■ **EXERCISE BRIEF**
How many lines of the records below contain the string "dining", with case counting? Count them and reply with the number alone.

■ **LISTED RECORDS**
"""
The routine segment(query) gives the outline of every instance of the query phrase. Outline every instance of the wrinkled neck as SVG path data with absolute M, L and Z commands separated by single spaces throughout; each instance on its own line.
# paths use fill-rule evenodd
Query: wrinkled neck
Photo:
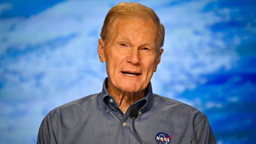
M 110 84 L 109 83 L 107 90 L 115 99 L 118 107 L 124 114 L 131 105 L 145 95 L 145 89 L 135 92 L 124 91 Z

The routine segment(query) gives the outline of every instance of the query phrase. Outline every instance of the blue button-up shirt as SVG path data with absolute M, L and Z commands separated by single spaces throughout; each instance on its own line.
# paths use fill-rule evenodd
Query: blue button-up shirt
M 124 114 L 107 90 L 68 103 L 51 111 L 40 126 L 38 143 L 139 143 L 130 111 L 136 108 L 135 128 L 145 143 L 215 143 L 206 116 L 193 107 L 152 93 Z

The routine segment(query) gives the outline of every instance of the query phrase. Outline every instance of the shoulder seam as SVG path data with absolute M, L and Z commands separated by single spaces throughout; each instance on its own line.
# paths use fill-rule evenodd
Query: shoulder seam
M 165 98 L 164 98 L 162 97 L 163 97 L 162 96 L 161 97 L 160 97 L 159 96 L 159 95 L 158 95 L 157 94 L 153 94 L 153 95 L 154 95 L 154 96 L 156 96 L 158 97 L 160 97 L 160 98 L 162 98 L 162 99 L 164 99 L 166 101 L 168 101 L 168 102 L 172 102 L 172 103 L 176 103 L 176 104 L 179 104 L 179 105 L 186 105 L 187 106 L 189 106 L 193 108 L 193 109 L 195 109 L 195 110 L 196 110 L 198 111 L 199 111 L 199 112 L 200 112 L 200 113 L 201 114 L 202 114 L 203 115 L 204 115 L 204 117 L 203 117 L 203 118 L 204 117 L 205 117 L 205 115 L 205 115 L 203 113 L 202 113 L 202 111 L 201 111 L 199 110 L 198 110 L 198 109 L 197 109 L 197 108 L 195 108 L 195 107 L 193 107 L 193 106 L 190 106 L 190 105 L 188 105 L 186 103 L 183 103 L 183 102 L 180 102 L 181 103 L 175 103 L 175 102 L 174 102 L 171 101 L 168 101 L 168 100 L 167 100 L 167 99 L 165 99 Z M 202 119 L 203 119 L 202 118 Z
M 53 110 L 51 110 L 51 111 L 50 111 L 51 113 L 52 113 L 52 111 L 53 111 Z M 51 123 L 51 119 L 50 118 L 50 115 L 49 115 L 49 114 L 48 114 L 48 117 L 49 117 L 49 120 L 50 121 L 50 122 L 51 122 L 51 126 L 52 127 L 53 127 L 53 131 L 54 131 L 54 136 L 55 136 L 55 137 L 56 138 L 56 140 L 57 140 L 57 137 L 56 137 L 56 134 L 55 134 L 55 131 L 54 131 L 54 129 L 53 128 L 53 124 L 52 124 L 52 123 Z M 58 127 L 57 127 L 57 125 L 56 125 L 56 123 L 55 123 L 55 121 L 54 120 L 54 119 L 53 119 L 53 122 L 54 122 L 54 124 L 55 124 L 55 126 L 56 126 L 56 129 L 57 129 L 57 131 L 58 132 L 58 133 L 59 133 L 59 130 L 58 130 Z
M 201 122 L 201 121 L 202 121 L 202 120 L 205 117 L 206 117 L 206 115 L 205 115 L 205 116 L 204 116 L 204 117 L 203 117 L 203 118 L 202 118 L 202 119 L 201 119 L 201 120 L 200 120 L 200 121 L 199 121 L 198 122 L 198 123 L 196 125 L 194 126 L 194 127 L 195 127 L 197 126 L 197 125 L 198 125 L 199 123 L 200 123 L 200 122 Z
"""
"""
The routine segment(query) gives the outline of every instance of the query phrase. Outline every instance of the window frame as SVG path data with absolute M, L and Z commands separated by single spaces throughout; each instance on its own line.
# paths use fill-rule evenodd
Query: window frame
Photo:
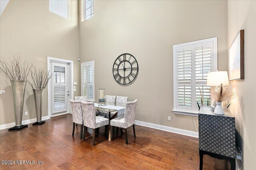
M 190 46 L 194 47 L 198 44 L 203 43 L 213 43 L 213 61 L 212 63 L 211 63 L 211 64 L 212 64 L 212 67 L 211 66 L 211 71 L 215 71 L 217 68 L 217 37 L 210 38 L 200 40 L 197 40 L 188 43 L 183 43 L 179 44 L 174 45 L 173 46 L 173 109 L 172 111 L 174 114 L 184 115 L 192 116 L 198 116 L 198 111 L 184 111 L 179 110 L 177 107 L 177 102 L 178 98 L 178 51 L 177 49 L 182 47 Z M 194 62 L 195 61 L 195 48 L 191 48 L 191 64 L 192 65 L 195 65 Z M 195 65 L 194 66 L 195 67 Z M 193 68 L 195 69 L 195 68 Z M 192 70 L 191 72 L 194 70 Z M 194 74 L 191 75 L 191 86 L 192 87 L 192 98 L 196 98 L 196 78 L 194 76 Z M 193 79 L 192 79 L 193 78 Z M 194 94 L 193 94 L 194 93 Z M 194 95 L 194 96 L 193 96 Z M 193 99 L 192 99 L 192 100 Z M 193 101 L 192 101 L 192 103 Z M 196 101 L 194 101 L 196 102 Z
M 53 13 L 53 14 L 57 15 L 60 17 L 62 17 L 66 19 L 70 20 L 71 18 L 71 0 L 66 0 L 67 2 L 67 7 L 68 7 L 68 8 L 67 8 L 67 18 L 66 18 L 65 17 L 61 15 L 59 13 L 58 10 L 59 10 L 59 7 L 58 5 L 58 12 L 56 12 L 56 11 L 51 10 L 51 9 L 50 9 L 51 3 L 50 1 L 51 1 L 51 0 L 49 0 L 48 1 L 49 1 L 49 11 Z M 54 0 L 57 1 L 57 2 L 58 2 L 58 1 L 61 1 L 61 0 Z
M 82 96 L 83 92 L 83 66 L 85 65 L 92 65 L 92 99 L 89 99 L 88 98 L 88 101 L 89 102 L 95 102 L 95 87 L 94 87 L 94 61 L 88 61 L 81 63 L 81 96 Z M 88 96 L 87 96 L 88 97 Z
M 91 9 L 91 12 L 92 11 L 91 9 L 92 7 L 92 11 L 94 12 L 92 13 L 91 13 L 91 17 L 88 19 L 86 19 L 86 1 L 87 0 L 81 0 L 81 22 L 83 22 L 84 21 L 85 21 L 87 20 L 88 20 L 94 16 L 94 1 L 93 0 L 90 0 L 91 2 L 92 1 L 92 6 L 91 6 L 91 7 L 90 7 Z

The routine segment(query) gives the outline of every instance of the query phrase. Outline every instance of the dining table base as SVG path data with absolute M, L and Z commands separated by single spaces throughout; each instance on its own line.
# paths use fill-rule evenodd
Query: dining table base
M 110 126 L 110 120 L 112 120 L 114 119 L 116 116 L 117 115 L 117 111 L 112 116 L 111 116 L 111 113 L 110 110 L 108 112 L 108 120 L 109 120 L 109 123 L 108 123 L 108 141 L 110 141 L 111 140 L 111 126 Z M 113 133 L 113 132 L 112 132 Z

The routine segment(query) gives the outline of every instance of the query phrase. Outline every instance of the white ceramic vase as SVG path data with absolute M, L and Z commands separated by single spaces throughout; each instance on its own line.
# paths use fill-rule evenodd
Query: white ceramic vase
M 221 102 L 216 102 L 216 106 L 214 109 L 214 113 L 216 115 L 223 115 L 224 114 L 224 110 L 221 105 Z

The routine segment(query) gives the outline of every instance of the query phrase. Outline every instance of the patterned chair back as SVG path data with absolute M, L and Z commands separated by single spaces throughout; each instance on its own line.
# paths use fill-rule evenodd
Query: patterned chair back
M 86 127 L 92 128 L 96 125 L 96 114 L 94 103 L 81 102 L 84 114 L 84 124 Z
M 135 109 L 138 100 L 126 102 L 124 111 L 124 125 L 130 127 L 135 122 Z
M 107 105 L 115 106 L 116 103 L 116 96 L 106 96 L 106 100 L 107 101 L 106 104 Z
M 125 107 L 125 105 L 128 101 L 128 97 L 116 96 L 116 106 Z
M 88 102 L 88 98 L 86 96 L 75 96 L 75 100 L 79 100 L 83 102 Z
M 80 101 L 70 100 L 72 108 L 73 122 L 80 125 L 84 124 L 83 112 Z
"""
"""
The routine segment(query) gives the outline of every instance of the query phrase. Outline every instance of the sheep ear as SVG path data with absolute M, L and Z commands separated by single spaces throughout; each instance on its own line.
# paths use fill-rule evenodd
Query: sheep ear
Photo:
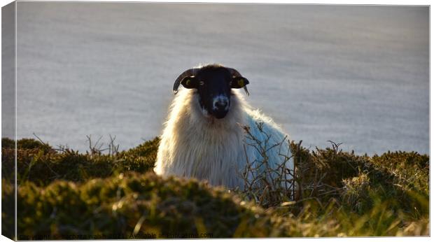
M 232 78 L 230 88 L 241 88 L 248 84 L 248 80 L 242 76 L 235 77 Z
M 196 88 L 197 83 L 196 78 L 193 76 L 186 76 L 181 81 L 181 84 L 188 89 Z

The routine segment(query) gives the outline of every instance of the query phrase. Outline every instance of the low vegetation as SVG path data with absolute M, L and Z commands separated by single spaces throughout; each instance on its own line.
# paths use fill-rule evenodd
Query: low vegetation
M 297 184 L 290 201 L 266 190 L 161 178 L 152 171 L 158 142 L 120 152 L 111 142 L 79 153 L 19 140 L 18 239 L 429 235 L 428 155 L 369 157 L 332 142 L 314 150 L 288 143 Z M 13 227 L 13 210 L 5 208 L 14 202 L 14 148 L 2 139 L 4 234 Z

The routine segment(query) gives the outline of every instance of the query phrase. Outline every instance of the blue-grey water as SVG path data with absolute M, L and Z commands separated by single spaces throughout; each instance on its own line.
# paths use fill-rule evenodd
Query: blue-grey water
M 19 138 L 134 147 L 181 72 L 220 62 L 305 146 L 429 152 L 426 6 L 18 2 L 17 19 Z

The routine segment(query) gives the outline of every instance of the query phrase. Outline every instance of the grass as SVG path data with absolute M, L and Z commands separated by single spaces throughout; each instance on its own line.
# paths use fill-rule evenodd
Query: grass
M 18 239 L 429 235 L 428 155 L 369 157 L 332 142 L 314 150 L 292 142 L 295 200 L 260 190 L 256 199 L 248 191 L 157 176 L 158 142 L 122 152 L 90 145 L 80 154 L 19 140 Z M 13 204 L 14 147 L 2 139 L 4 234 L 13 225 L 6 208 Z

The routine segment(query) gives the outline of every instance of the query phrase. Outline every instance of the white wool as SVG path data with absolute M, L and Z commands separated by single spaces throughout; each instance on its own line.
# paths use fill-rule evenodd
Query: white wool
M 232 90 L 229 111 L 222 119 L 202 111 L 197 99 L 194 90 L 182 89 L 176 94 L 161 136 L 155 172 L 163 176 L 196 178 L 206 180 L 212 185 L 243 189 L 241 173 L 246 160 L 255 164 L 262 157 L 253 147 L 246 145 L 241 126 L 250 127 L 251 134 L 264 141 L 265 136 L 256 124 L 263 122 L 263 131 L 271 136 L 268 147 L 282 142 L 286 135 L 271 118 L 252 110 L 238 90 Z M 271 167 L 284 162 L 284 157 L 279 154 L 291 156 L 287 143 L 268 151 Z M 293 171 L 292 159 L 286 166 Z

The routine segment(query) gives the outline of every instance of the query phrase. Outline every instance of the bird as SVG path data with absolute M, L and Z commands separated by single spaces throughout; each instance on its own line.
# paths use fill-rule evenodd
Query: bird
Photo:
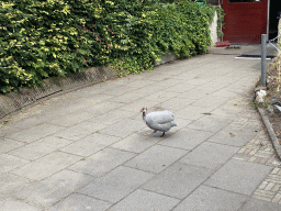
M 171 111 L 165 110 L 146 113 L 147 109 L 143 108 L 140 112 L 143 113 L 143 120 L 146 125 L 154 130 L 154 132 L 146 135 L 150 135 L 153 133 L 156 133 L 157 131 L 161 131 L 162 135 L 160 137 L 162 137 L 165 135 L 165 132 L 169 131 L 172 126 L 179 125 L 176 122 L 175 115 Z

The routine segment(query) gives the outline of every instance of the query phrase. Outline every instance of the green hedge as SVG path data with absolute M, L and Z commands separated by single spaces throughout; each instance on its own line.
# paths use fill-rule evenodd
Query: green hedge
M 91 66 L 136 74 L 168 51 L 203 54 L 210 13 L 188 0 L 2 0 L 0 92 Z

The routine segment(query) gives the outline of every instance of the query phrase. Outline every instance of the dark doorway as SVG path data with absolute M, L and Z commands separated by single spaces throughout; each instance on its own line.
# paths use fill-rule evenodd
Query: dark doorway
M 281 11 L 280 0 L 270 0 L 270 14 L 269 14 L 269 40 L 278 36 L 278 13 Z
"""
■ **TASK RESPONSE**
2